EXERCISE PROMPT:
Write out each line beneath this one exactly as it reads.

Start

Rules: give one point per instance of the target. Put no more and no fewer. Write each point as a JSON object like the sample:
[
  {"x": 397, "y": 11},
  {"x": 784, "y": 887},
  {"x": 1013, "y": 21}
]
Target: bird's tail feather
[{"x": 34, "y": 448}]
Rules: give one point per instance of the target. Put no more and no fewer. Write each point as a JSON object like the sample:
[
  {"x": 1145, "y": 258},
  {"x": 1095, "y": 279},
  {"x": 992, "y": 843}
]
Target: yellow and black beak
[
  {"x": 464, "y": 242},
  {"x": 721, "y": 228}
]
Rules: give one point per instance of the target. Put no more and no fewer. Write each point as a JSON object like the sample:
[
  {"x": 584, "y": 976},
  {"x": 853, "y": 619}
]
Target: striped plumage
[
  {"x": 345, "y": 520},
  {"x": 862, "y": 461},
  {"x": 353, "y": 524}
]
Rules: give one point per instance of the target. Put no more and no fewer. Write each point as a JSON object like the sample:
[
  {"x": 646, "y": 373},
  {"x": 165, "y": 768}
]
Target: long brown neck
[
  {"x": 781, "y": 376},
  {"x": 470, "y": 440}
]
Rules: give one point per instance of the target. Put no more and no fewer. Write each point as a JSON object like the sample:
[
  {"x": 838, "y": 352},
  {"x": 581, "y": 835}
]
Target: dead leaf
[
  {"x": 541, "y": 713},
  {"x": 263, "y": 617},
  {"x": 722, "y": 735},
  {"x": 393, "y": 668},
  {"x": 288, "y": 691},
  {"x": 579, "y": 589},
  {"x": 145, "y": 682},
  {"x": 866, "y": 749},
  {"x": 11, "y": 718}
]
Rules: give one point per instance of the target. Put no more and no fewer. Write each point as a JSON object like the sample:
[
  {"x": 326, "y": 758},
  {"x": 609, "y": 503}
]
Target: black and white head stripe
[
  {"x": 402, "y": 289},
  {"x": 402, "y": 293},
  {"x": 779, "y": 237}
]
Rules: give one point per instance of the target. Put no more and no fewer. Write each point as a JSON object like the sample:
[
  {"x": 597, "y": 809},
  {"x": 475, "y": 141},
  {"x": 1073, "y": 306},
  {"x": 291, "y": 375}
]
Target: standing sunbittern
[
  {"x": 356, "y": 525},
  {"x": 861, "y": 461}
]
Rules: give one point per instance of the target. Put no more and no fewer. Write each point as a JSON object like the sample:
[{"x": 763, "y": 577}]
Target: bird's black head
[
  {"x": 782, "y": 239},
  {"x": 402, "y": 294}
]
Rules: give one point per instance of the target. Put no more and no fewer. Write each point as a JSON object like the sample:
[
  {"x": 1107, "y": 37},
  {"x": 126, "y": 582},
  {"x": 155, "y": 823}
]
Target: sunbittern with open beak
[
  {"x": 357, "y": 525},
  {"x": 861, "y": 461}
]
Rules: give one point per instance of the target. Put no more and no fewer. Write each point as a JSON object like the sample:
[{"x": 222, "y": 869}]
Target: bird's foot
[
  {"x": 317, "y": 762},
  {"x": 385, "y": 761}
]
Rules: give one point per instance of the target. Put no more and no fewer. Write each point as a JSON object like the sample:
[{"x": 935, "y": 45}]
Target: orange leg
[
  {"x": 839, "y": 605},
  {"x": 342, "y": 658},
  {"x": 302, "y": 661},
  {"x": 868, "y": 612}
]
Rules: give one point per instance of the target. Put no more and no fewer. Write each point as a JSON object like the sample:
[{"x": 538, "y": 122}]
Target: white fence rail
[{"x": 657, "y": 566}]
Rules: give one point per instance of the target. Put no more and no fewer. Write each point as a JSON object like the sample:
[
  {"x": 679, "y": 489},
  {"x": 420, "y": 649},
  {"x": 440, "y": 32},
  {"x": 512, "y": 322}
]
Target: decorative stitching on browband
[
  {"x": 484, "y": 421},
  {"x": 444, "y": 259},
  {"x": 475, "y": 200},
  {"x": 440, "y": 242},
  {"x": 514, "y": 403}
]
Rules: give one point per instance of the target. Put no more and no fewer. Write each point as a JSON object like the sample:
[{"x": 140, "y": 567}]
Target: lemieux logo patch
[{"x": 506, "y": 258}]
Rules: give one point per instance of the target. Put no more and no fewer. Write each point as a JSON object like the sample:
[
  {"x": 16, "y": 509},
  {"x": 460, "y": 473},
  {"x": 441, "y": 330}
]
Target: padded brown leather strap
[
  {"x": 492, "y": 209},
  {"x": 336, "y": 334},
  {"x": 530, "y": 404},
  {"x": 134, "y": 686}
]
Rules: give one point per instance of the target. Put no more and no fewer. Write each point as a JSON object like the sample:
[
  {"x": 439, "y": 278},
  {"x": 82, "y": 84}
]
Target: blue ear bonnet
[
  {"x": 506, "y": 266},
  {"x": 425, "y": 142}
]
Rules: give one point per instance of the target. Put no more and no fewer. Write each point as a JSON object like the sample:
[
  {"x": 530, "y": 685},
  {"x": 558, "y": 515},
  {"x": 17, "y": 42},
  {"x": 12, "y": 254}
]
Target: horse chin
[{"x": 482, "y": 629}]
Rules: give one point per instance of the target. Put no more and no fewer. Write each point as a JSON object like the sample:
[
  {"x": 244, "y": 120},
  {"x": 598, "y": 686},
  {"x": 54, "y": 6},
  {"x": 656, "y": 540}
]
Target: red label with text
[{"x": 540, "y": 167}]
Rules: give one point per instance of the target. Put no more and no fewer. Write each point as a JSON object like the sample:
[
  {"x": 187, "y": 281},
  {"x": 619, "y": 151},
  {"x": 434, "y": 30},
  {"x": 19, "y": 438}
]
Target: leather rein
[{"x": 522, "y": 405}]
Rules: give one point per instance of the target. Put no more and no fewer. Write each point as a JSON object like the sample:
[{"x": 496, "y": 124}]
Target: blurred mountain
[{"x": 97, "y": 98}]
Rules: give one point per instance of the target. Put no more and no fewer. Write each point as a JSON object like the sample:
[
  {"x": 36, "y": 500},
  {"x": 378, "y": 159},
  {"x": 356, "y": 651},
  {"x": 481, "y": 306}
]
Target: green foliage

End

WRITTEN SOLUTION:
Rules: give one point per instance of the target. Put no more and no fewer. Write each point as a JSON object like the sample:
[
  {"x": 397, "y": 11},
  {"x": 784, "y": 887},
  {"x": 1013, "y": 21}
]
Target: bird's tail feather
[{"x": 34, "y": 448}]
Rules: give one point per instance of the target. Put no more and no fewer. Write each point as a JSON object like the sample:
[
  {"x": 1145, "y": 258},
  {"x": 1095, "y": 279},
  {"x": 992, "y": 843}
]
Target: yellow and black beak
[
  {"x": 464, "y": 242},
  {"x": 721, "y": 228}
]
Rules: give one point per instance of the target. Put no more and no fewer. Write each point as a JSON object like the sample:
[
  {"x": 584, "y": 976},
  {"x": 853, "y": 619}
]
Target: striped plumage
[
  {"x": 345, "y": 520},
  {"x": 862, "y": 461},
  {"x": 353, "y": 524}
]
Rules: give one point per instance of the target. Put no more and no fewer. Write each point as a JSON object like the sample:
[
  {"x": 646, "y": 373},
  {"x": 165, "y": 768}
]
Target: long brown neck
[
  {"x": 781, "y": 376},
  {"x": 470, "y": 440}
]
Rules: give one point per instance of the target. Put no more and no fewer. Write each point as a JSON object like the sample:
[
  {"x": 838, "y": 352},
  {"x": 581, "y": 835}
]
Target: dead leaf
[
  {"x": 541, "y": 713},
  {"x": 263, "y": 617},
  {"x": 722, "y": 735},
  {"x": 393, "y": 668},
  {"x": 288, "y": 691},
  {"x": 579, "y": 589},
  {"x": 145, "y": 682},
  {"x": 866, "y": 749},
  {"x": 11, "y": 718}
]
Rules: give one point per instance of the target. Put no more and no fewer. Write each point as a JSON object like the sample:
[
  {"x": 326, "y": 758},
  {"x": 609, "y": 503}
]
Target: black and white head stripe
[
  {"x": 402, "y": 289},
  {"x": 402, "y": 293},
  {"x": 779, "y": 237}
]
Rules: give one point per instance of the target. Put no more and no fewer. Write each point as a JSON object like the sample:
[
  {"x": 597, "y": 809},
  {"x": 475, "y": 141},
  {"x": 1073, "y": 306},
  {"x": 291, "y": 375}
]
Target: standing sunbittern
[
  {"x": 356, "y": 525},
  {"x": 861, "y": 461}
]
Rules: give one point per instance of the target. Put no more and no fewer. Write each point as a JSON object like the sample:
[{"x": 763, "y": 577}]
Target: bird's black head
[
  {"x": 782, "y": 239},
  {"x": 402, "y": 294}
]
Rules: give one point per instance of the target. Put no more and no fewer. Write each point as a JSON object like the sample:
[
  {"x": 1107, "y": 37},
  {"x": 126, "y": 582},
  {"x": 155, "y": 823}
]
Target: sunbittern with open beak
[
  {"x": 357, "y": 525},
  {"x": 861, "y": 461}
]
Rules: give one point per instance of the target. Put no more and no fewer. Write each point as a JSON object like the sample:
[{"x": 222, "y": 869}]
Target: bird's foot
[
  {"x": 317, "y": 762},
  {"x": 385, "y": 761}
]
Rules: give one point per instance of the target. Put no more and no fewer. Write each point as a JSON object like the sample:
[{"x": 935, "y": 45}]
Target: orange leg
[
  {"x": 839, "y": 605},
  {"x": 342, "y": 658},
  {"x": 302, "y": 661},
  {"x": 868, "y": 612}
]
Rules: give one point per instance of the target. Put no more and no fewer. Write each point as a JSON object like the sample:
[{"x": 538, "y": 122}]
Target: white fence rail
[{"x": 657, "y": 566}]
Rules: give one point per instance of the target. Put no more and no fewer. Write each point as a JSON object like the sample:
[
  {"x": 679, "y": 489},
  {"x": 420, "y": 649},
  {"x": 440, "y": 32},
  {"x": 512, "y": 322}
]
Target: decorative stitching on browband
[
  {"x": 484, "y": 421},
  {"x": 444, "y": 259},
  {"x": 475, "y": 200},
  {"x": 440, "y": 242},
  {"x": 514, "y": 403}
]
Rules: give one point per instance of the target. Put no more and no fewer. Write each point as a JSON object like the sample:
[{"x": 140, "y": 567}]
Target: lemieux logo patch
[{"x": 506, "y": 258}]
Rules: give one point per instance of the target. Put no more and no fewer. Write each point as a JSON object like the sample:
[
  {"x": 16, "y": 509},
  {"x": 460, "y": 473},
  {"x": 441, "y": 330}
]
Target: padded brown leather strap
[
  {"x": 492, "y": 209},
  {"x": 336, "y": 334},
  {"x": 530, "y": 404},
  {"x": 134, "y": 686}
]
Rules: give one point per instance of the target. Put no more and no fewer. Write each point as a JSON object like the sample:
[
  {"x": 439, "y": 278},
  {"x": 82, "y": 84}
]
Target: blue ear bonnet
[
  {"x": 506, "y": 266},
  {"x": 425, "y": 142}
]
Rules: give one point per instance of the target. Put no more and no fewer. Write each point as a JSON object like the sample:
[
  {"x": 530, "y": 685},
  {"x": 558, "y": 515},
  {"x": 17, "y": 42},
  {"x": 12, "y": 254}
]
Target: horse chin
[{"x": 482, "y": 629}]
Rules: give one point per instance of the target. Put no more and no fewer. Write each point as a JSON object like the sample:
[
  {"x": 244, "y": 120},
  {"x": 598, "y": 686},
  {"x": 54, "y": 6},
  {"x": 656, "y": 540}
]
Target: red label with text
[{"x": 540, "y": 167}]
Rules: give one point per instance of the target. Put no more and no fewer. Write each point as a JSON object like the sample:
[
  {"x": 187, "y": 281},
  {"x": 619, "y": 151},
  {"x": 434, "y": 30},
  {"x": 19, "y": 438}
]
Target: leather rein
[{"x": 522, "y": 405}]
Rules: give one point per instance of the target. Put no more and no fewer. Write each point as a JSON object like the sample:
[{"x": 496, "y": 124}]
Target: blurred mountain
[{"x": 97, "y": 98}]
Rules: give one point per instance of the target. Put no more and no fewer. Write each point as a JSON object like the sample:
[
  {"x": 36, "y": 500},
  {"x": 378, "y": 159},
  {"x": 356, "y": 651},
  {"x": 481, "y": 306}
]
Target: green foliage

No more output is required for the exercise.